Get updates sent to you for free by RSS, or by email:


Currently Reading

– – – – – – – – – – – – – – – – – – – – – –

Just finished Leaving Blythe River: A Novel by Catherine Ryan Hyde. Almost a page turner. When one uses the phrase “coming of age,” it usually means (I think) love and loss/boyfriend/girlfriend, and in this case it’s somewhat that way. When Ethan, a 17-year old boy and his mother come home unexpectedly to find dad and his young secretary in a compromising position, all hell breaks loose. Separation happens instantly and just as his father moves out, his mother has to go take care of her aging mother. Ethan’s too young to be left in the NYC apartment alone, so Mom sends son to the father who is escaping from the world in Wyoming, living in a primitive A-frame house, and continuing his daily 20+ mile running journeys. Ethan and his father are barely speaking. They live in the middle of nowhere. Ethan feels betrayed by his father in every possible way, and somewhat by his mother for forcing him to live with his father for a temporary period. Then his father doesn’t return one day from his run. The authorities do a cursory search, but they are under the impression the dad wants to “get lost” on purpose. Ethan, although he thinks he doesn’t care, really does. What happens next is best left to you reading this book. Very interesting people (kind of loners) enter the picture and off they go to search. So worth reading.

The Girl With No Name by Diney Costelhoe. What a good book. Perhaps you’ve read before about the huge numbers of German refugee children who were sent to England before Hitler closed down any exits. This is a novel about one particular young girl, who is devastated when her mother puts her on one of the boats. She ends up in London, in an orphanage kind of place, and is eventually placed with a childless couple. She speaks no English. They speak no German, but they manage soon enough. Lisa (who eventually becomes Charlotte) is so homesick. She’s bullied at school, because most people and children don’t want any Germans there. A boy steps up to protect her, and as she grows up, she’s attracted to him. She shouldn’t be – he’s also German and from her own home town. He’s not a good match for her. You live with her through the blitz during all those war years and during one attack, she’s badly injured and loses her memory (and no ID on her). Through a series of mishaps she ends up in a village far from London, with a spinster woman who does eventually come to love her very much – they name her Charlotte and Charlotte she becomes. She goes to school there, still longing, though, for her mother and brother and her London foster family too. Then when she’s 16 she returns to London to help at the orphanage where she was originally placed and tries to find her foster parents. The story goes on from there, with the boy/man who “wants” her, the bad boy, and a good boy/man she befriends in the village in the country. Eventually she regains her memory. SUCH a good read.

Written exercise ▸
In the book reviews above, what kind of home does Ethan's father live in, and in which state?

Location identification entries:
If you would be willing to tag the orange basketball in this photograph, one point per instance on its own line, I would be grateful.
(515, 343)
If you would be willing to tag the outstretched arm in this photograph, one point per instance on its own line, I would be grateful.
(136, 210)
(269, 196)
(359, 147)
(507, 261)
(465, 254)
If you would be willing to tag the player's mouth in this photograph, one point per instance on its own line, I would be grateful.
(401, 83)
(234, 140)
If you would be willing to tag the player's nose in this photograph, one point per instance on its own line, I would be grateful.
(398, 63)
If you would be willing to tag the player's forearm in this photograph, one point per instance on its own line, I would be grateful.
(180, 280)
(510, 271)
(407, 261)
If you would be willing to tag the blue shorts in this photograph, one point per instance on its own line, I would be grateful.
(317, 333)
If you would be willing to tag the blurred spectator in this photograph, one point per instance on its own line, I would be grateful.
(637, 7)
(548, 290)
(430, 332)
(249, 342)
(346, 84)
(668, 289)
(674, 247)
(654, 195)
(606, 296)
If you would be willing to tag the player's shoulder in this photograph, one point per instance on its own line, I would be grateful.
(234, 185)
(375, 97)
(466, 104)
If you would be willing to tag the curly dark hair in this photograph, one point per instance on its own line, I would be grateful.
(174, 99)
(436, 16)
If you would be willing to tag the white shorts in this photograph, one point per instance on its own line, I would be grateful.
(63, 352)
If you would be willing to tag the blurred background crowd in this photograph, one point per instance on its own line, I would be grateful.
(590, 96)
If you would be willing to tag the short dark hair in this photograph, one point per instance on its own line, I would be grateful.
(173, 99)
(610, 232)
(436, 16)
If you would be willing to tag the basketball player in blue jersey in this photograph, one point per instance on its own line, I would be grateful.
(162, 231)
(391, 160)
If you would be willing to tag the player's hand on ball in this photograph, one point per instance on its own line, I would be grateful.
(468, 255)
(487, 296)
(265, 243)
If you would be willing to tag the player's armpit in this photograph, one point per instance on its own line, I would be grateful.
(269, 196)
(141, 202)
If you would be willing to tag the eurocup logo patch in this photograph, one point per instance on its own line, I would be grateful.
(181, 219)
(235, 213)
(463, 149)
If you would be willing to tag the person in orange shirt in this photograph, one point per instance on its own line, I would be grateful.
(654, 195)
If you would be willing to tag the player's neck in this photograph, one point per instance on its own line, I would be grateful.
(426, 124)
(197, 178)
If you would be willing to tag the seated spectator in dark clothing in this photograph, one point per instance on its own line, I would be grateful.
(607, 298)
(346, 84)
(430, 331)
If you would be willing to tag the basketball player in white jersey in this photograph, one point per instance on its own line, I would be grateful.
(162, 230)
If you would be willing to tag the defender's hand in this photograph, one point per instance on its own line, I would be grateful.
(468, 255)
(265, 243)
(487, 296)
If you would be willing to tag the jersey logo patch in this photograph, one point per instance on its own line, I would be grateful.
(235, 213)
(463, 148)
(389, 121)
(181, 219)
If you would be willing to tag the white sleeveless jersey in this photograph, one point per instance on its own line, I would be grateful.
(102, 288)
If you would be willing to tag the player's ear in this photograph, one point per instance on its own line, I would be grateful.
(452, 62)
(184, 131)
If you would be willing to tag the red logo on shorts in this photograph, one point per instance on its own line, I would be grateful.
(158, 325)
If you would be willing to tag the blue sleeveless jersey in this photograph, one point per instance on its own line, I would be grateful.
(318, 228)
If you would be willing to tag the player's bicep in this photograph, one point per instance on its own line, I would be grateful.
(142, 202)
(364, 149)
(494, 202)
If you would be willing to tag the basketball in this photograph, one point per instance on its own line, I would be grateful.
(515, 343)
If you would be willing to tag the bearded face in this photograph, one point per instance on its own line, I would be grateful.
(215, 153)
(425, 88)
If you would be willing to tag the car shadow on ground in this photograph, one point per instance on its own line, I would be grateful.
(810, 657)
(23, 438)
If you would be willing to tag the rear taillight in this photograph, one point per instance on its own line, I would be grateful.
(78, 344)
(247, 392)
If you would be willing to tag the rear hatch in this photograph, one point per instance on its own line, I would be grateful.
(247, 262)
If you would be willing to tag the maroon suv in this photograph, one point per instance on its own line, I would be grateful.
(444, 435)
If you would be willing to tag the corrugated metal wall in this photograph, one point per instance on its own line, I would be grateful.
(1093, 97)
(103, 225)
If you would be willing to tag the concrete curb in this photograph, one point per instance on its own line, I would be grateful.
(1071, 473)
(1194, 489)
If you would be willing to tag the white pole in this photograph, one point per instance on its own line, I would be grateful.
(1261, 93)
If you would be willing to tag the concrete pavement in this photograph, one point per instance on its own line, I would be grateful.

Answer below ▸
A primitive A-frame house in Wyoming.